** CHALLENGE **
Turn everything from the line containing "bark and put a dot on each instance?" down to the line containing "(1190, 798)" into a numbered list, leaving out any blank lines.
• • •
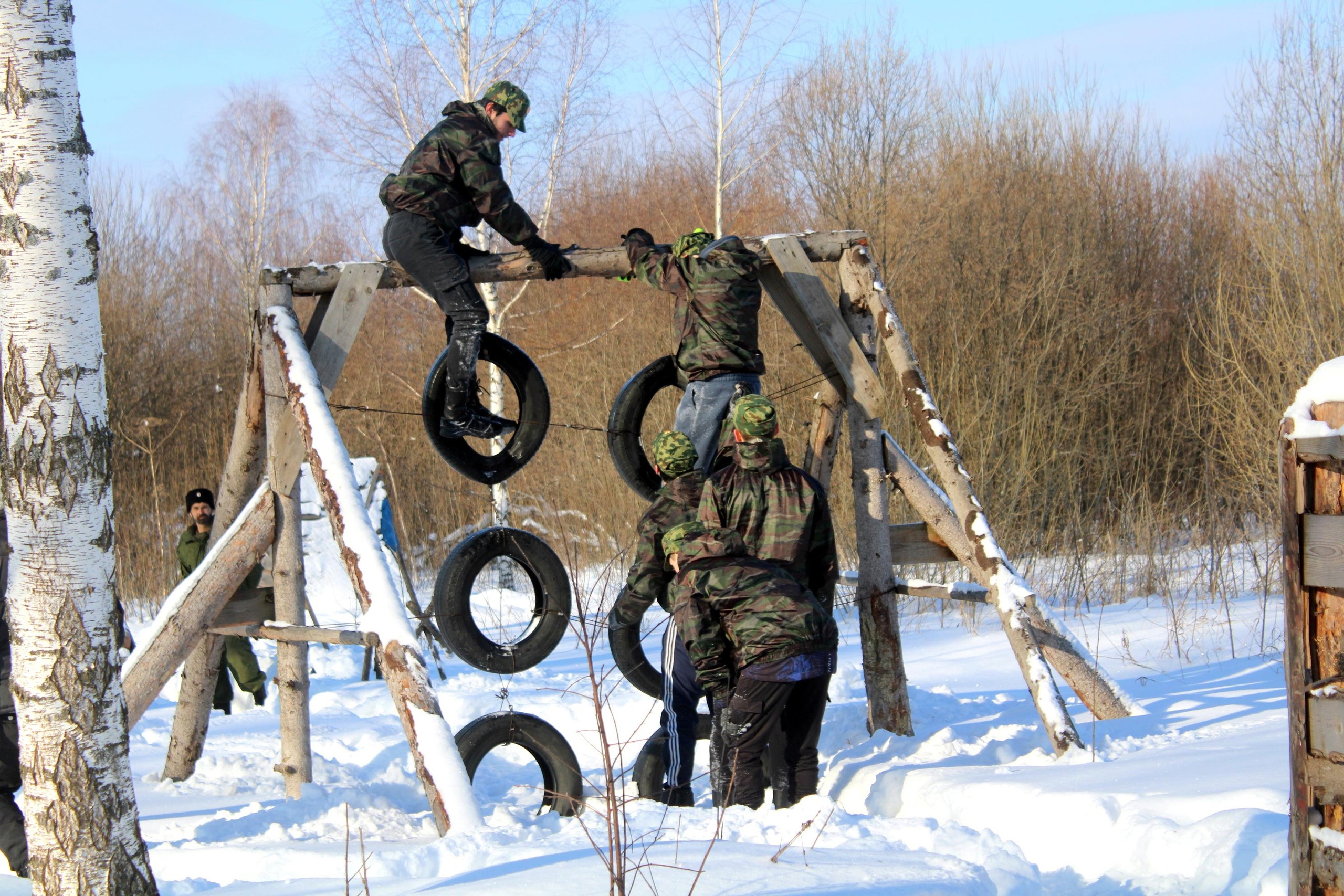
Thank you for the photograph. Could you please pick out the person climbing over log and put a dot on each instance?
(780, 511)
(718, 303)
(674, 460)
(238, 653)
(450, 181)
(764, 650)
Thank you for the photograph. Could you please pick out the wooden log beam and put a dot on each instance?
(879, 628)
(860, 281)
(820, 246)
(293, 635)
(429, 736)
(193, 606)
(296, 753)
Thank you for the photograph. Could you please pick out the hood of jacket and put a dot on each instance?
(714, 543)
(766, 456)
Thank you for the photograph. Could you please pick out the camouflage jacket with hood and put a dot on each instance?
(734, 610)
(454, 176)
(718, 300)
(780, 512)
(675, 504)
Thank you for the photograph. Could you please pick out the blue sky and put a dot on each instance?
(154, 71)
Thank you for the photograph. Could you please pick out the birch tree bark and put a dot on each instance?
(84, 830)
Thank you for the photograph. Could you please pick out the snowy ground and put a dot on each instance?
(1190, 798)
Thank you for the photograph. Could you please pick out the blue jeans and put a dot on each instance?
(704, 407)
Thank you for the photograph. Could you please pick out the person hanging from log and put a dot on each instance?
(676, 461)
(718, 303)
(780, 511)
(764, 650)
(238, 653)
(450, 181)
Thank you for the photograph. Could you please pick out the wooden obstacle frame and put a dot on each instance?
(277, 428)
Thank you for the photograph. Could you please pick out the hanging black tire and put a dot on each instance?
(553, 753)
(649, 769)
(628, 652)
(454, 601)
(534, 414)
(625, 424)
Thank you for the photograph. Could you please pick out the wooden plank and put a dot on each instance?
(194, 605)
(911, 543)
(612, 261)
(300, 633)
(1323, 551)
(807, 291)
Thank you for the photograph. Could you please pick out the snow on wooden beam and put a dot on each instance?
(197, 602)
(437, 762)
(820, 246)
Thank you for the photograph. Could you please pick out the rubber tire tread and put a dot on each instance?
(625, 424)
(454, 599)
(534, 412)
(548, 746)
(649, 769)
(628, 653)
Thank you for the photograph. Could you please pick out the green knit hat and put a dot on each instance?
(674, 453)
(510, 97)
(691, 244)
(679, 535)
(754, 417)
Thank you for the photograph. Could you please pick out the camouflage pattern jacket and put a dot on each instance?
(675, 504)
(780, 512)
(733, 610)
(454, 176)
(718, 300)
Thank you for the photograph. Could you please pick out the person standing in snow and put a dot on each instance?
(674, 460)
(238, 653)
(718, 303)
(764, 650)
(450, 181)
(780, 511)
(14, 841)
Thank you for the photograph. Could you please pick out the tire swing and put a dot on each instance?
(625, 424)
(454, 601)
(534, 413)
(628, 652)
(649, 767)
(548, 746)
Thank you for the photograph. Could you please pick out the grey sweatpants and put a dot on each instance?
(704, 407)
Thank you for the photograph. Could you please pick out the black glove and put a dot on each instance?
(554, 265)
(467, 250)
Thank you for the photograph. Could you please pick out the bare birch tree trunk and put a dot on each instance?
(84, 830)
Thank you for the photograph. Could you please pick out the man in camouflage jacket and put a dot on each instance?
(777, 508)
(718, 301)
(452, 179)
(676, 501)
(764, 649)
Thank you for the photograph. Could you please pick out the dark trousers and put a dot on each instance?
(429, 254)
(747, 726)
(680, 705)
(14, 842)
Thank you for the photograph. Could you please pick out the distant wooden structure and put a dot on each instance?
(844, 338)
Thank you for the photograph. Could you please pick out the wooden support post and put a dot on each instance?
(194, 605)
(428, 734)
(1011, 596)
(296, 758)
(824, 436)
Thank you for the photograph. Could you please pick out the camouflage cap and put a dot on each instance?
(674, 453)
(754, 417)
(691, 244)
(510, 97)
(679, 535)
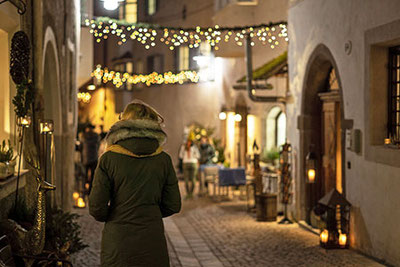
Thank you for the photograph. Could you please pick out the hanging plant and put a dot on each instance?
(19, 71)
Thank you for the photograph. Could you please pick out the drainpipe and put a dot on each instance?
(249, 78)
(19, 5)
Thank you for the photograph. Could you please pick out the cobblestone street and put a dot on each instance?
(224, 234)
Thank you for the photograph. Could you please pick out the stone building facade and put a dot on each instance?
(182, 105)
(339, 77)
(53, 29)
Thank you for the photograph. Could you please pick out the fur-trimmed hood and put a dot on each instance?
(127, 129)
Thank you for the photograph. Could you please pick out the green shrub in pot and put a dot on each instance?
(7, 159)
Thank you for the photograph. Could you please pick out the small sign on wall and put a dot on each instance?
(353, 140)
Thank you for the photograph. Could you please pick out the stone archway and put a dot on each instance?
(53, 107)
(312, 124)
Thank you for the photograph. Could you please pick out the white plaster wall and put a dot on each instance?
(372, 188)
(85, 56)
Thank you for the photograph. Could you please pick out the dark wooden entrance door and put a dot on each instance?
(331, 141)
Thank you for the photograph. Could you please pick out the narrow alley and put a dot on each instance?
(223, 234)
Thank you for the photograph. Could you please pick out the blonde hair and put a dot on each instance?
(138, 110)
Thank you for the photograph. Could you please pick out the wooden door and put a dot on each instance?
(331, 141)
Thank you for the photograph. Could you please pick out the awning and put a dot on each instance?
(273, 67)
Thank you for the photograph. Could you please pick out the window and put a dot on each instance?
(394, 94)
(125, 67)
(202, 60)
(155, 64)
(183, 58)
(5, 99)
(151, 7)
(128, 11)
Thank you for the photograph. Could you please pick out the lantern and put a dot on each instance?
(75, 195)
(324, 236)
(337, 210)
(311, 166)
(342, 240)
(80, 203)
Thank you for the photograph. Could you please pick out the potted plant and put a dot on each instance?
(7, 160)
(270, 156)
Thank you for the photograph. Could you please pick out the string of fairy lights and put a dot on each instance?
(119, 78)
(271, 34)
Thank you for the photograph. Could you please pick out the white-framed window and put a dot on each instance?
(183, 58)
(151, 7)
(5, 99)
(155, 63)
(128, 11)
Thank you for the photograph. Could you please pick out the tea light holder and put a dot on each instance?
(46, 127)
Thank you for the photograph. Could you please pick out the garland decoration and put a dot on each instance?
(118, 78)
(271, 34)
(20, 55)
(19, 71)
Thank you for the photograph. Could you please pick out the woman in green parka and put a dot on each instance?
(134, 187)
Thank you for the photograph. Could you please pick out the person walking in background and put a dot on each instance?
(90, 149)
(207, 153)
(134, 187)
(190, 156)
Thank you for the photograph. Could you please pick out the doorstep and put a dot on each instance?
(308, 227)
(8, 186)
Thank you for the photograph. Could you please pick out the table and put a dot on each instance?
(232, 176)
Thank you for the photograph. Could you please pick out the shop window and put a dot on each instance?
(128, 11)
(276, 128)
(183, 58)
(151, 7)
(394, 94)
(202, 60)
(155, 64)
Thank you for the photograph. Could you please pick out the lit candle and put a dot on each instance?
(311, 175)
(342, 240)
(75, 195)
(81, 203)
(46, 127)
(324, 236)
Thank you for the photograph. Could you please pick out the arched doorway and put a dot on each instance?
(52, 110)
(320, 128)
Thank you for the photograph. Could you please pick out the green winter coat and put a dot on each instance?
(132, 194)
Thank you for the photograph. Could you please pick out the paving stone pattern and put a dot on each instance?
(208, 234)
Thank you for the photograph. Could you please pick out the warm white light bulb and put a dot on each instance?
(238, 117)
(111, 4)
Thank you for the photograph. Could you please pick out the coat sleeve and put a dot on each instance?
(100, 194)
(170, 196)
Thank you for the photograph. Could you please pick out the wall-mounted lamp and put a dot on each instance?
(222, 115)
(46, 127)
(24, 121)
(238, 117)
(111, 4)
(311, 166)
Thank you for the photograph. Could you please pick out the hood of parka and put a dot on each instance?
(141, 137)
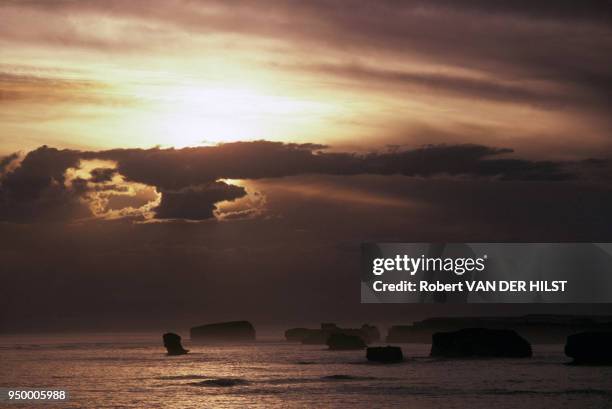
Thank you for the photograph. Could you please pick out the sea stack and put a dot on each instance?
(233, 331)
(172, 342)
(480, 342)
(590, 348)
(340, 342)
(387, 355)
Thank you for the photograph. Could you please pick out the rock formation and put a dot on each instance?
(339, 341)
(172, 342)
(480, 342)
(233, 331)
(388, 354)
(590, 348)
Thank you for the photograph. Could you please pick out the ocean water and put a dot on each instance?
(132, 371)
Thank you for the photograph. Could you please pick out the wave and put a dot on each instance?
(343, 377)
(221, 382)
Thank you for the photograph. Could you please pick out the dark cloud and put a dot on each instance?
• • •
** FINAL RESULT **
1. Thank you for the photograph. Could you please pick out the birch tree bark and put a dot on each instance?
2. (84, 830)
3. Thank you for the photograph. Could you please pick out the snowy ground and put a dot on each instance?
4. (1190, 798)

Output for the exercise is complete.